[Entries on locating named things]
<<<<
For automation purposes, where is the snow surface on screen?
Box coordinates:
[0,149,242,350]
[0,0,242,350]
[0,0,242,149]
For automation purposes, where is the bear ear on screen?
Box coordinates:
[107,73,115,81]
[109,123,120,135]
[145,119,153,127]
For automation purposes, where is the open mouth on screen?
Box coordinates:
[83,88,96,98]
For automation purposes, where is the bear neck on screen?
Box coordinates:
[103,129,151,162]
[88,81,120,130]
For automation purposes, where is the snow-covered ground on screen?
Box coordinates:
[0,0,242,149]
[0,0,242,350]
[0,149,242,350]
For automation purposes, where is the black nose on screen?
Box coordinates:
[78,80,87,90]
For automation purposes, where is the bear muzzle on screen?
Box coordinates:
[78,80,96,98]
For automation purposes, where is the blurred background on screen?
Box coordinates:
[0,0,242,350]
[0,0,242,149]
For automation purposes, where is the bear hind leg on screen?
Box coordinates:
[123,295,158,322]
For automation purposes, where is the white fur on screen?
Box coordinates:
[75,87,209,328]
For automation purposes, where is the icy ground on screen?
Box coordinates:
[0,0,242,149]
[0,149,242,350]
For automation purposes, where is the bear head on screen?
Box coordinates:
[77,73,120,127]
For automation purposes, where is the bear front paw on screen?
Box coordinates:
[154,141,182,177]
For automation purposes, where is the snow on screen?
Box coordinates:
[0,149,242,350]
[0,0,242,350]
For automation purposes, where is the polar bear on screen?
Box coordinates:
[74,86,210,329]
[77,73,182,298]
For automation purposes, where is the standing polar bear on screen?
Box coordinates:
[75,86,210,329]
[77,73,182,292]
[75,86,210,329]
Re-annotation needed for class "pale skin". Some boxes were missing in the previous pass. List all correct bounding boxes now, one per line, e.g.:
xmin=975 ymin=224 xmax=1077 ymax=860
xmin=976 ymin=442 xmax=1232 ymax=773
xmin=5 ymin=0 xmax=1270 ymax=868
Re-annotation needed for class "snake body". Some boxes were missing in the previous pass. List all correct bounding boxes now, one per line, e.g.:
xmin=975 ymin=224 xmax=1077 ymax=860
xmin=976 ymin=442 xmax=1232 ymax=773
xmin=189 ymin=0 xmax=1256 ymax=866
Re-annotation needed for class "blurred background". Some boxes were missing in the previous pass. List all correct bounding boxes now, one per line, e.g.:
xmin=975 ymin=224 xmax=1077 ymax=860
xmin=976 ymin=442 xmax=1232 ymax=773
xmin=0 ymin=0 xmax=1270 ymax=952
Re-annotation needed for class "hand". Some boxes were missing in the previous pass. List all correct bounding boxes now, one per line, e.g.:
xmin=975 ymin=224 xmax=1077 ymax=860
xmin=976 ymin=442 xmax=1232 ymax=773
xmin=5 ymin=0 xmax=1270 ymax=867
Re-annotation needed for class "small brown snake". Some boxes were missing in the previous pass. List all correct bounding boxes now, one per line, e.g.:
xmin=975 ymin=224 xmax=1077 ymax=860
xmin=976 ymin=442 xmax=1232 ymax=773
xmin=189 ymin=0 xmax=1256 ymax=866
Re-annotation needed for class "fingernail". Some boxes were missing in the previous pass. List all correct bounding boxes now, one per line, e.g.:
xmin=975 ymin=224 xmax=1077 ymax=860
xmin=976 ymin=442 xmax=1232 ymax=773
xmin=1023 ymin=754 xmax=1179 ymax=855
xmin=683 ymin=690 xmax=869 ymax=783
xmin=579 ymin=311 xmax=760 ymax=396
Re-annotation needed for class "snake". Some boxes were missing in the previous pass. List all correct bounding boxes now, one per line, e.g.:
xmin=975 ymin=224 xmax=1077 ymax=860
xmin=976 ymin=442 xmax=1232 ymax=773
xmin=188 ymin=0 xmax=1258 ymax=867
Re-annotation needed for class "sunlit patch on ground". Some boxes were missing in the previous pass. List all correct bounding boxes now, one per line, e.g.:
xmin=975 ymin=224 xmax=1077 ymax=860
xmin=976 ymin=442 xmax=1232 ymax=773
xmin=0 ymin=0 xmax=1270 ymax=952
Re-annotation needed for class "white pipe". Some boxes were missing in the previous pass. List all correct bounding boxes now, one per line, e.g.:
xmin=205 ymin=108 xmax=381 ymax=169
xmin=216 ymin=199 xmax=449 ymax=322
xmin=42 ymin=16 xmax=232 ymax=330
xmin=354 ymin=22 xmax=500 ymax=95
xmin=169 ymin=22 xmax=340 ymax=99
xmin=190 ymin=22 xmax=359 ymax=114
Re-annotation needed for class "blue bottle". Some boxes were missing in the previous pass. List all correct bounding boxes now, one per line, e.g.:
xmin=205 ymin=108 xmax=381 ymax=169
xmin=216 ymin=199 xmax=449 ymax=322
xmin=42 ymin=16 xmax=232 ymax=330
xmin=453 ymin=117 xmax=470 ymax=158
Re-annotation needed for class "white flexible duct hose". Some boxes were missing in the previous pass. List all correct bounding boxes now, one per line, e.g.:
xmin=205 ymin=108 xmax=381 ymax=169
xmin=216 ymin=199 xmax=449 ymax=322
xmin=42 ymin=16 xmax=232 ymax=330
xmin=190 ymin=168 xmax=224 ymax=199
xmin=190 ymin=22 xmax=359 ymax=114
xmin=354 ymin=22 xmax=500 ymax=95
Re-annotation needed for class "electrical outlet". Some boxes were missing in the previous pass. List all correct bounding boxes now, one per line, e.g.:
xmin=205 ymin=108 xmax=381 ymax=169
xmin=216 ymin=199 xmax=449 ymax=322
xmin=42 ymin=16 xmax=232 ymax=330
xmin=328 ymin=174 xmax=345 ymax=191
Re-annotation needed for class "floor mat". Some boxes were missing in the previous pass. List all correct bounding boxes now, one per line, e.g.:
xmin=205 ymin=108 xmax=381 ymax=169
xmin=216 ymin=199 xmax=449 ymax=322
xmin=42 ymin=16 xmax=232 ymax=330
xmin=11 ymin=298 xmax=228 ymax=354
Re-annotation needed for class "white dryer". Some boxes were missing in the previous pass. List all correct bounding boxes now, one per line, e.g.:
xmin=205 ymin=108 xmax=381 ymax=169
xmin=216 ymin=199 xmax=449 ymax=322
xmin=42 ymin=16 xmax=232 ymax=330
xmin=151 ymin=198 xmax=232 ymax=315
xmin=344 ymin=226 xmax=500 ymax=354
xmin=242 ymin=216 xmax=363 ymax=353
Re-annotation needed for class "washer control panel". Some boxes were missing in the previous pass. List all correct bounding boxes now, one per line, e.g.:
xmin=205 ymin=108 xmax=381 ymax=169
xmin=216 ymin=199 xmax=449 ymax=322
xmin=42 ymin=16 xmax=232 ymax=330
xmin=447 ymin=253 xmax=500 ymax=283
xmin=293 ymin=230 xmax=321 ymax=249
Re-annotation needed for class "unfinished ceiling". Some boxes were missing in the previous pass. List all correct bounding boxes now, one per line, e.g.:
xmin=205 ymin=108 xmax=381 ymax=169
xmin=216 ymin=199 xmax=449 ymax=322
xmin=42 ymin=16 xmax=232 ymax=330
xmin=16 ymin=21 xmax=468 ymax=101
>>>>
[INSTRUCTION] Turn the stretch from the start of the items through the line containing "[88,81,120,130]" into a two-column CSV with the columns text and answer, one row per item. Put each value in a single quoted field, with line breaks replaced by spaces.

[EXERCISE ANSWER]
text,answer
"For automation purposes, where is the snow surface on screen? Box coordinates:","[0,149,242,350] [0,0,242,350] [0,0,242,149]"
"For automation purposes, where is the bear ear on screen? Box coordinates:","[107,73,115,81] [109,123,120,135] [145,119,153,127]"
"For automation purposes, where is the open mouth on screen? Box coordinates:","[83,88,96,98]"
"For automation purposes, where is the bear neck on screen? Box coordinates:","[103,129,151,162] [88,81,120,130]"